**Records supplied:**
== == ==

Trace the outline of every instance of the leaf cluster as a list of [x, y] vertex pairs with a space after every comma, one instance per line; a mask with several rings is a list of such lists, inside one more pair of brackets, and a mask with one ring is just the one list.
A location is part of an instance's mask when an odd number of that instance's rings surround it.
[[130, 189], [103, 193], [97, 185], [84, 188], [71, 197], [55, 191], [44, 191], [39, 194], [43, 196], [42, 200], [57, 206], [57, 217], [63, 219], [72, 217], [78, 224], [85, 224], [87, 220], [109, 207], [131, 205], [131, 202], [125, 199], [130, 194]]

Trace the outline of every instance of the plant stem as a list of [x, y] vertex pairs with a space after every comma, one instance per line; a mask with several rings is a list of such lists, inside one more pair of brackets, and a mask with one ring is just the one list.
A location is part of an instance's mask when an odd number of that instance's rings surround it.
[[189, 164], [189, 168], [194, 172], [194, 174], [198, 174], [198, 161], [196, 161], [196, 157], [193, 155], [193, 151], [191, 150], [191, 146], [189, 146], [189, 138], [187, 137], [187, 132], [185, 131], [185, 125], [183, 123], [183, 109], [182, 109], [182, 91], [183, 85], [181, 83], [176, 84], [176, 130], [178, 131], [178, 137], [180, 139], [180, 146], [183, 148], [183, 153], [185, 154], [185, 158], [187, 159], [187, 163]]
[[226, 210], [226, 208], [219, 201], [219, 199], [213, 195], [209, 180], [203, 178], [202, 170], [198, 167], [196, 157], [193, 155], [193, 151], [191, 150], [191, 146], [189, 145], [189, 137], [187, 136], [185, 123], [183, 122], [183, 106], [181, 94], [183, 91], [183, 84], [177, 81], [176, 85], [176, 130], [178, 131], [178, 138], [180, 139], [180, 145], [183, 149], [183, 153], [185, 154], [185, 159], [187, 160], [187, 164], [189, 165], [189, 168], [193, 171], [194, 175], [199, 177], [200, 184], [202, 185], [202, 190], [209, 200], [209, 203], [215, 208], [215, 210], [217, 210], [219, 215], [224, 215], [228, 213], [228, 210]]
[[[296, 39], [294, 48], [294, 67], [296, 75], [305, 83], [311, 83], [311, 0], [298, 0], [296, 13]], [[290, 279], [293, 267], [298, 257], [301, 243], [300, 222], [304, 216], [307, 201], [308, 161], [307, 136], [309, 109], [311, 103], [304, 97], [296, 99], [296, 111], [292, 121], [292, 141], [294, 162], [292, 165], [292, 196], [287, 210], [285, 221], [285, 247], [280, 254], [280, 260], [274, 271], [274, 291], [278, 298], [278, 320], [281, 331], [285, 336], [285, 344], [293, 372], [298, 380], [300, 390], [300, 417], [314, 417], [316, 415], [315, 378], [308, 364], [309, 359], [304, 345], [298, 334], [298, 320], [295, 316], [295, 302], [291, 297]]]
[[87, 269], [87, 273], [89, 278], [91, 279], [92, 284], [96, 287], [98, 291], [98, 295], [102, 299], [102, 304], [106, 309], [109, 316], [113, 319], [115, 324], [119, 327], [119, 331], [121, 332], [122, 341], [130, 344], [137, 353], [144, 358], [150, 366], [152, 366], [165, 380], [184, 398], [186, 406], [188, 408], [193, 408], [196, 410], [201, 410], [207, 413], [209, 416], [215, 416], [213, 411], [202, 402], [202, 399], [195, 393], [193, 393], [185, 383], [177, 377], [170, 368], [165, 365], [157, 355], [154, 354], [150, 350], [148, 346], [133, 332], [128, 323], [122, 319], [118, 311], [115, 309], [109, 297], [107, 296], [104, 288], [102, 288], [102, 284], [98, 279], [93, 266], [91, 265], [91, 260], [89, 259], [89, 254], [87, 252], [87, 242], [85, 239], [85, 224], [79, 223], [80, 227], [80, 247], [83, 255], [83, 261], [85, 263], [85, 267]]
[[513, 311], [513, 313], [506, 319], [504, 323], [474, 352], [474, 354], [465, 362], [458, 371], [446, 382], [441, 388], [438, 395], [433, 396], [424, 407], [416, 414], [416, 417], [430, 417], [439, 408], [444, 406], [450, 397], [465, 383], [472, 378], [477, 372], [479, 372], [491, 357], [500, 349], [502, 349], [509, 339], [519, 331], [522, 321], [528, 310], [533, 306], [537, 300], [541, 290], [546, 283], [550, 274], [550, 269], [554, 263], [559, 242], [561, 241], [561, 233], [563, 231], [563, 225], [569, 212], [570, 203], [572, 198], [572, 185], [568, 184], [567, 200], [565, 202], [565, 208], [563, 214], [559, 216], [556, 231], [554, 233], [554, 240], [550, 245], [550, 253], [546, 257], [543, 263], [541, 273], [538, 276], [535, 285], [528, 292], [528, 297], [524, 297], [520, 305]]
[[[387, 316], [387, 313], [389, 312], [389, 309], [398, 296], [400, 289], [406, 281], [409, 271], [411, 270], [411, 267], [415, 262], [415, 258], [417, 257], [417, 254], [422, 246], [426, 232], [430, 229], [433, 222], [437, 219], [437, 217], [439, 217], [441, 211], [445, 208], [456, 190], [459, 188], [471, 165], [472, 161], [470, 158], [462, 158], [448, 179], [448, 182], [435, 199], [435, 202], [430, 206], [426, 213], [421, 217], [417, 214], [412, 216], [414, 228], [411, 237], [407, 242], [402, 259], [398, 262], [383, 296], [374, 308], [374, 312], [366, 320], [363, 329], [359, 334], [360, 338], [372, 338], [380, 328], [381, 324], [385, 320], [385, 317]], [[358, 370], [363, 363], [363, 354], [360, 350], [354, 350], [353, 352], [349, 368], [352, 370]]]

== == ==

**Brief:**
Exactly the lines from the start of the entries through the one bearing "Trace the outline of every instance of the plant" are to be output, with both ends included.

**Task solution:**
Trace the outline of every instance of the leaf cluster as a list of [x, y] vertex pairs with a space after every comma, one instance per line; a mask with several rings is a list of such lists, inside one more pair of brackets, and a mask with one ring is just the one list.
A location is part of an instance's mask when an odd number of that instance's rings surround it.
[[130, 189], [103, 193], [97, 185], [84, 188], [71, 197], [55, 191], [44, 191], [39, 194], [43, 196], [42, 200], [57, 206], [57, 217], [63, 219], [72, 217], [78, 224], [85, 224], [87, 220], [109, 207], [131, 205], [131, 202], [125, 199], [130, 194]]

Trace the outline of every instance of the plant stem as a list of [x, y] vertex pairs with a space after every comma, one instance per line; a mask with several rings is a list of such lists, inside one more pair of brackets, and a mask with one ring is just the one list.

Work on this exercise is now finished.